From the records below, report the number of lines that contain "mound", and add nothing.

Referring expression pointing data:
---*---
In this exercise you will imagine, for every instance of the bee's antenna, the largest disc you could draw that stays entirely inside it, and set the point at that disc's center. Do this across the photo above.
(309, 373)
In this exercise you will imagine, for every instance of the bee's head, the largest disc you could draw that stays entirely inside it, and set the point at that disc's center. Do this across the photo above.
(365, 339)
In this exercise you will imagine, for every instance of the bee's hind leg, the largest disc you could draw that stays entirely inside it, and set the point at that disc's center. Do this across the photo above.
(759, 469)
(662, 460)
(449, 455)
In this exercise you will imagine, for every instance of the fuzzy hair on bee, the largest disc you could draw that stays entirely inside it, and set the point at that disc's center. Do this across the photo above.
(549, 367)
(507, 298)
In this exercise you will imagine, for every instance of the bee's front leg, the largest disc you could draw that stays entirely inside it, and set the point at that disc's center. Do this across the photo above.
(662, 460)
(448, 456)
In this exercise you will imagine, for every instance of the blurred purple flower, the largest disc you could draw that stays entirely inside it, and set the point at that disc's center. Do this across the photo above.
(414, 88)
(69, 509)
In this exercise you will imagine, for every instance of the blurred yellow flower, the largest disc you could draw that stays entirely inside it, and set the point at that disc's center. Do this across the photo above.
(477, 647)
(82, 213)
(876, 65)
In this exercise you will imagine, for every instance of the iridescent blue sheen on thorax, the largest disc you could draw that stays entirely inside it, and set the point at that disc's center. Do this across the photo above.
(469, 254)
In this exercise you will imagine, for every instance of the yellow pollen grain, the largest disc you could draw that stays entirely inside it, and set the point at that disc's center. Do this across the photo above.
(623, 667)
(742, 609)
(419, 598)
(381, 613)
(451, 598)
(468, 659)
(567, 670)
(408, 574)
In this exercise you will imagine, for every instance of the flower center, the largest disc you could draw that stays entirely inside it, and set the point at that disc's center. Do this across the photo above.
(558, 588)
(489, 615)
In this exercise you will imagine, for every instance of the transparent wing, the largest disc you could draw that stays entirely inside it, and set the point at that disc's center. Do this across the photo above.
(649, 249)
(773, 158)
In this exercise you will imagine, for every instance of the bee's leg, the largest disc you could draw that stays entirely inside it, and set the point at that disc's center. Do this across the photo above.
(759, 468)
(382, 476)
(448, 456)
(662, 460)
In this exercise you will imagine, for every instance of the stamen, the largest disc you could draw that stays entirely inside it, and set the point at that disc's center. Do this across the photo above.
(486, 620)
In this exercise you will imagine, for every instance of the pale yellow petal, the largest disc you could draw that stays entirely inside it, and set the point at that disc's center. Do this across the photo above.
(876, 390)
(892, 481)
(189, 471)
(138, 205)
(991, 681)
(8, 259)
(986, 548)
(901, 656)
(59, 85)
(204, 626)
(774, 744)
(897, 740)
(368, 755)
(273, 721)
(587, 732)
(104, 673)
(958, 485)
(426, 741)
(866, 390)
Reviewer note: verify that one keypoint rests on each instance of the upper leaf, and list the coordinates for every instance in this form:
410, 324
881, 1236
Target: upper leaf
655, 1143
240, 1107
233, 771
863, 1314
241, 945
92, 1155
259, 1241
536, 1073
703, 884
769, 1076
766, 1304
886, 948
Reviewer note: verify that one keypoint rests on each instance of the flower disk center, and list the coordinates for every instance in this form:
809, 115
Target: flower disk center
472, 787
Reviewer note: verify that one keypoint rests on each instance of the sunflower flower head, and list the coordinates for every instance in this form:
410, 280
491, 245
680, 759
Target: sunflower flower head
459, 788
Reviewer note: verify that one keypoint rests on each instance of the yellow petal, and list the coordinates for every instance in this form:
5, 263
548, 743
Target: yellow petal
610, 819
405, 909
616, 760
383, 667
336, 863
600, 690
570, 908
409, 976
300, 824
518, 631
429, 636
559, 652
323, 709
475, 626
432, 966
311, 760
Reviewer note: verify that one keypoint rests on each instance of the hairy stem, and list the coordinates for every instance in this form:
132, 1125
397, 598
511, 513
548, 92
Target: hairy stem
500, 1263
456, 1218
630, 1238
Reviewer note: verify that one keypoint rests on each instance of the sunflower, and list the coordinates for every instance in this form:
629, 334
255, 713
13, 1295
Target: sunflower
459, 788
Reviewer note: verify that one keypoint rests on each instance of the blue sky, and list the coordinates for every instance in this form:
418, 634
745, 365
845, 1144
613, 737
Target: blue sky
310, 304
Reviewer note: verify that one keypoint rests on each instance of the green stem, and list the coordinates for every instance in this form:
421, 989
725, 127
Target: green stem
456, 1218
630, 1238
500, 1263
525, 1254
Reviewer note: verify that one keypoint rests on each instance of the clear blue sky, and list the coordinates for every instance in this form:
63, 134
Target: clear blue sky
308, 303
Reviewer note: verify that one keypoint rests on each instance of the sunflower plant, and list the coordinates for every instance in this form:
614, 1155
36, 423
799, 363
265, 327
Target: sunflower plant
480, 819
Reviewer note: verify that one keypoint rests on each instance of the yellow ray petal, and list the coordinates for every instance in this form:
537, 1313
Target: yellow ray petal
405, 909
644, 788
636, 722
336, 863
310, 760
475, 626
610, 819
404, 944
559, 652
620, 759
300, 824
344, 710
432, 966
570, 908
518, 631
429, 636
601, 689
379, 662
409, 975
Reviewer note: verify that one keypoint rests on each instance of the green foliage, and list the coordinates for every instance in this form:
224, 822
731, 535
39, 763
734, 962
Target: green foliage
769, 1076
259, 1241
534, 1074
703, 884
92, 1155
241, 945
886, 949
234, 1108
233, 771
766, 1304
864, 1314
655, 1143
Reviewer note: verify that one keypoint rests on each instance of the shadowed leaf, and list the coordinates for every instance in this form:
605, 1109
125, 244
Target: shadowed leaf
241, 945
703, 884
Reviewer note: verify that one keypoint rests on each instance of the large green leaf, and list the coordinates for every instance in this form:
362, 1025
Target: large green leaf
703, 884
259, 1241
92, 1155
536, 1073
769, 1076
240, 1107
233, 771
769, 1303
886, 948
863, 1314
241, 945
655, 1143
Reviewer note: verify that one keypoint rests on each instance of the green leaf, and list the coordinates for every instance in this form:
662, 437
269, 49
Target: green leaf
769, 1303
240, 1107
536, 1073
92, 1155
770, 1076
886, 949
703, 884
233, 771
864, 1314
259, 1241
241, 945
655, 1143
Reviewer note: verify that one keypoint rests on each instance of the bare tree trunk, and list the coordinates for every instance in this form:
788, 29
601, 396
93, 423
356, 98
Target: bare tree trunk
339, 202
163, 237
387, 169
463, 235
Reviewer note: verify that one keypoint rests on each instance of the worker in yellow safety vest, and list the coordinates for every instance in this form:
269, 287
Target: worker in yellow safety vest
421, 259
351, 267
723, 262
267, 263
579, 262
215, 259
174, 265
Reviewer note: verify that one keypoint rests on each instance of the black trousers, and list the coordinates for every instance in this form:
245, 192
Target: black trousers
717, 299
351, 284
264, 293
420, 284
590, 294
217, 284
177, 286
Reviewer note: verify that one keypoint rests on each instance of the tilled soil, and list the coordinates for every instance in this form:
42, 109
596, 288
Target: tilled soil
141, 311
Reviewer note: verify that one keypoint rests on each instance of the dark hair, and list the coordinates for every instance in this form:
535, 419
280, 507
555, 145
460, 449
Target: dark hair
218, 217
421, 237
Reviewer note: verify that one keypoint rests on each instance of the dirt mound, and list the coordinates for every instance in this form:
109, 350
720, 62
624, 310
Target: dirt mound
---*---
SOLUTION TO THE PROBLEM:
2